## YOUR INSTRUCTIONS:
Copy out every line of the records below exactly, leaving out the pictures.

------------------------

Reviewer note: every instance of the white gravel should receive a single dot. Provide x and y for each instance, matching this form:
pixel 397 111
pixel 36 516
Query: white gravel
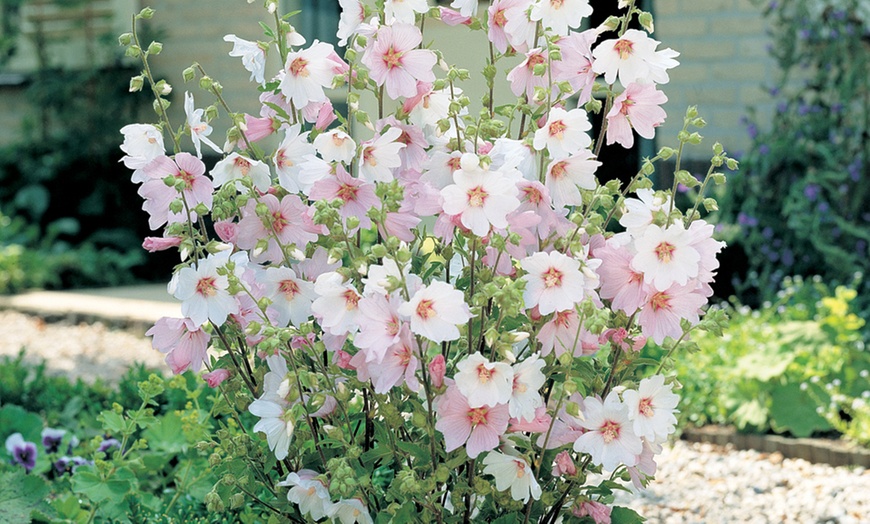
pixel 696 483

------------------------

## ANSWER IN FULL:
Reviewer note: every instance of the white gravel should receive a single dot. Provide x and y for each instance, matching this form:
pixel 397 111
pixel 36 516
Query: white gravel
pixel 696 483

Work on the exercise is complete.